**Work to complete**.
Without copying the images, write out all the entries below verbatim.

════════════════

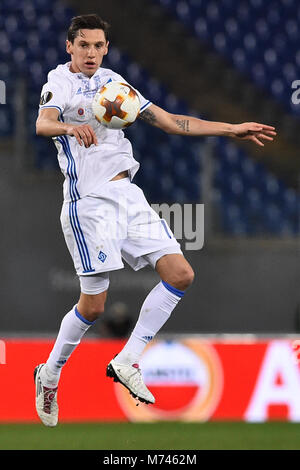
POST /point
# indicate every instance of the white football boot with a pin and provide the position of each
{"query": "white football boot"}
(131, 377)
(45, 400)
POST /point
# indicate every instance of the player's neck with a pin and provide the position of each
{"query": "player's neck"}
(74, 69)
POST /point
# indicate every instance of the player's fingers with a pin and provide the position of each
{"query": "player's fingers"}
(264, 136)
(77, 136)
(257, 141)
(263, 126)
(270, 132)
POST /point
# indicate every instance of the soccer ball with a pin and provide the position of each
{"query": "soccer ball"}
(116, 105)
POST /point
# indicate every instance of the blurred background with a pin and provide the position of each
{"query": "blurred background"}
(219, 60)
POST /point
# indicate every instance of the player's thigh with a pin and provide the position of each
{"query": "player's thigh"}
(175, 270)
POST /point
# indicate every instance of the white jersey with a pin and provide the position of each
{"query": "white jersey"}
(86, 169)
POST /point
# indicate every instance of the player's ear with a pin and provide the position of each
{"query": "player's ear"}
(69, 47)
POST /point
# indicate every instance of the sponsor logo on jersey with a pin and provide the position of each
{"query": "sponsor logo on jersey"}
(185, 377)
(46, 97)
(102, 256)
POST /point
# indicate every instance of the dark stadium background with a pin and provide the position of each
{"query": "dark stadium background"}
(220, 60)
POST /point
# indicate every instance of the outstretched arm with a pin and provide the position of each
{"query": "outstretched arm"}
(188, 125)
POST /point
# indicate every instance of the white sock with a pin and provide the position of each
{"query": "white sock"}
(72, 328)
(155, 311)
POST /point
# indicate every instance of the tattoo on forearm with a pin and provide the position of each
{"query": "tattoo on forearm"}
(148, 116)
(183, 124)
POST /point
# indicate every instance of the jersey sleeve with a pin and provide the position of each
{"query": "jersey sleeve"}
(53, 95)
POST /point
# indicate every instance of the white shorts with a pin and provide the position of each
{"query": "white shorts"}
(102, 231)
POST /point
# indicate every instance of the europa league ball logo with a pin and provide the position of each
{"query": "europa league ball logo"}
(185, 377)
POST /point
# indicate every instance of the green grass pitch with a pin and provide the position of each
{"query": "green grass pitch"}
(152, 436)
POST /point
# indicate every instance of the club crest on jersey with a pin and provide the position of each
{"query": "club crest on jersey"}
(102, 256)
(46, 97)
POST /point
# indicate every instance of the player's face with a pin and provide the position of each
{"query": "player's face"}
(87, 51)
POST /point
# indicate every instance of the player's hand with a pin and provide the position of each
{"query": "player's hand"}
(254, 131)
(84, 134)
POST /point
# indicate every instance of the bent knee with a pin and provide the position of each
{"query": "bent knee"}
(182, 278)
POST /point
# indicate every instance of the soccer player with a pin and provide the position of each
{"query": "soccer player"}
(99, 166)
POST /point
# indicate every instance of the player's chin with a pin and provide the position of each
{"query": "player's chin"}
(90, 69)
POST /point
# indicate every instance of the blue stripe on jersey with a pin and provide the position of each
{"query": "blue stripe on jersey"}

════════════════

**Result of this task**.
POST /point
# indicate every instance of the white football boot with a pin and provide the position of each
{"query": "white football boot"}
(131, 377)
(45, 400)
POST /point
# indicate every instance of the player's neck with a pin and provide the position of each
{"query": "player's neck"}
(74, 69)
POST /point
# indicate every instance of the player's fingers with a pin and provide the position of each
{"query": "player's fingers"}
(264, 136)
(77, 136)
(257, 141)
(263, 126)
(270, 132)
POST /point
# indicate every instance of the soccer ball with a pin and provide the position of each
{"query": "soccer ball"}
(116, 105)
POST /point
# indicate every instance of the blurred background with a pin and provide the position of each
{"query": "blurred background"}
(219, 60)
POST /point
# indicate every instance of the player's thigh with a pin and provide the position of each
{"query": "player's thigh"}
(175, 270)
POST /point
# indicate every instance of the white jersey with a pin and provide the position of each
{"query": "white jersey"}
(86, 169)
POST /point
# indicate every instance of the player's ear with a pin and provide the position of each
{"query": "player's ear"}
(69, 47)
POST /point
# indicate every instance of the sponsor logo on jersey with a pin and provide the position of each
{"query": "sponsor logo on jersey"}
(185, 377)
(46, 97)
(102, 256)
POST /point
# indicate every instance of the dark stadium background with a pin and provide the position of each
{"query": "dark stadium background"}
(220, 60)
POST /point
# indicate every instance of the outstretched arm with a pin and provide the position of each
{"query": "outstretched arm"}
(188, 125)
POST /point
# indicate every instance of the white sock with a pin and provide the position of each
{"query": "white sock"}
(72, 328)
(155, 311)
POST /point
# indicate every instance of the tattoo on forearm with a pin and provide the position of each
{"query": "tattoo on forearm"}
(148, 116)
(183, 124)
POST /point
# indicate every instance of the jersey sleeve with a pin and provide the position of each
{"query": "jersey sleeve"}
(53, 95)
POST /point
# indicate every instance of the white shorts with a pin and provide the position of each
{"query": "white shorts"}
(102, 231)
POST /point
# indicate every instance of the europa league ball logo with a pin and provide the position of each
{"query": "europa league ball logo"}
(185, 377)
POST /point
# indicate every instance of the green grass pitch with a pin and provide the position of each
{"query": "green grass pitch"}
(152, 436)
POST /point
# indicate every instance of the club crest on jersey with a pin and provide the position of each
{"query": "club crest on jersey"}
(102, 256)
(46, 97)
POST /point
# indicate every instance of the player's face with a pin and provide the position of each
{"query": "player's face"}
(87, 51)
POST /point
# indicate every instance of the player's hand with a pin and provide the position of each
{"query": "player's hand"}
(254, 131)
(84, 134)
POST /point
# indicate every instance of the bent knee with a pin and provide the position of each
{"query": "bent knee"}
(182, 278)
POST /point
# indicate every instance of the soccer player with a pin and provide the position of each
{"query": "soccer player"}
(99, 166)
POST /point
# indicate every instance of the player's chin with a pin and provide the position of each
{"query": "player's chin"}
(90, 69)
POST /point
# indicate every instance of the blue stripe on jersey with a pin and provide the position of each
{"query": "blue stripe on jersey"}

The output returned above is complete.